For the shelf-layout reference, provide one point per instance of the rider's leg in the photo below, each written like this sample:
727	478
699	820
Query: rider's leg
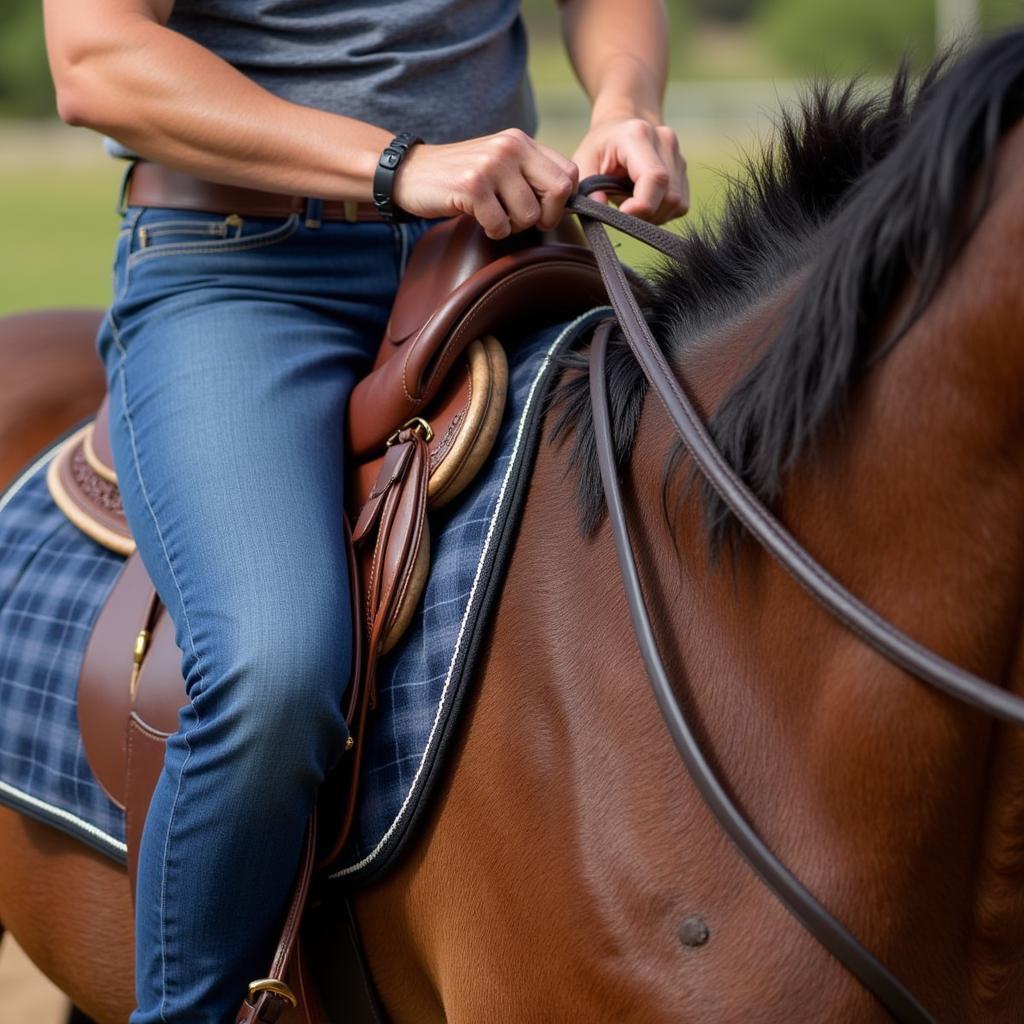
229	369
=-=-=
Given request — Reproduce the rows above with each "rider's leg" changed to "rider's boot" and nothing else altered, leaving out the pictures.

Response —
For the shelf-layout reference, provide one point per instance of the rider's boot in the photo below, each written like this sample:
727	478
699	820
Query: rider's boot
229	369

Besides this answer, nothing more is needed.